### WORK INSTRUCTIONS
Whenever a line in the entries below contains the string "instance", copy that line.

----

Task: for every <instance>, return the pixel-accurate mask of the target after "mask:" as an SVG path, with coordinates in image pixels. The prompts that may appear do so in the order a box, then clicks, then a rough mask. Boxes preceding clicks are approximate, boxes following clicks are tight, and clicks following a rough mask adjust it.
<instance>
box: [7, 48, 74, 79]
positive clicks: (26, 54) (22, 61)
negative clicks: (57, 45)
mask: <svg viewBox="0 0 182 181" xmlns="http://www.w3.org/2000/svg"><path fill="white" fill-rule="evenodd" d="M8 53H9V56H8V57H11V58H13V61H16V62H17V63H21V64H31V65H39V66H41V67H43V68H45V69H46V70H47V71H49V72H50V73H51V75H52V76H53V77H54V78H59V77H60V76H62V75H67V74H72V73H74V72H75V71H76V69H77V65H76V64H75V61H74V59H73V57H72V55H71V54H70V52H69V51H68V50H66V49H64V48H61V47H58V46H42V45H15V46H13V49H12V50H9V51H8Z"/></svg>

----

### EXERCISE RESPONSE
Task: for every <instance>, return the pixel-accurate mask of the target after "mask:" as an SVG path, with coordinates in image pixels. The prompts that may appear do so in the order a box, then clicks, then a rough mask. Boxes preceding clicks are approximate, boxes following clicks are tight, and clicks following a rough mask adjust it.
<instance>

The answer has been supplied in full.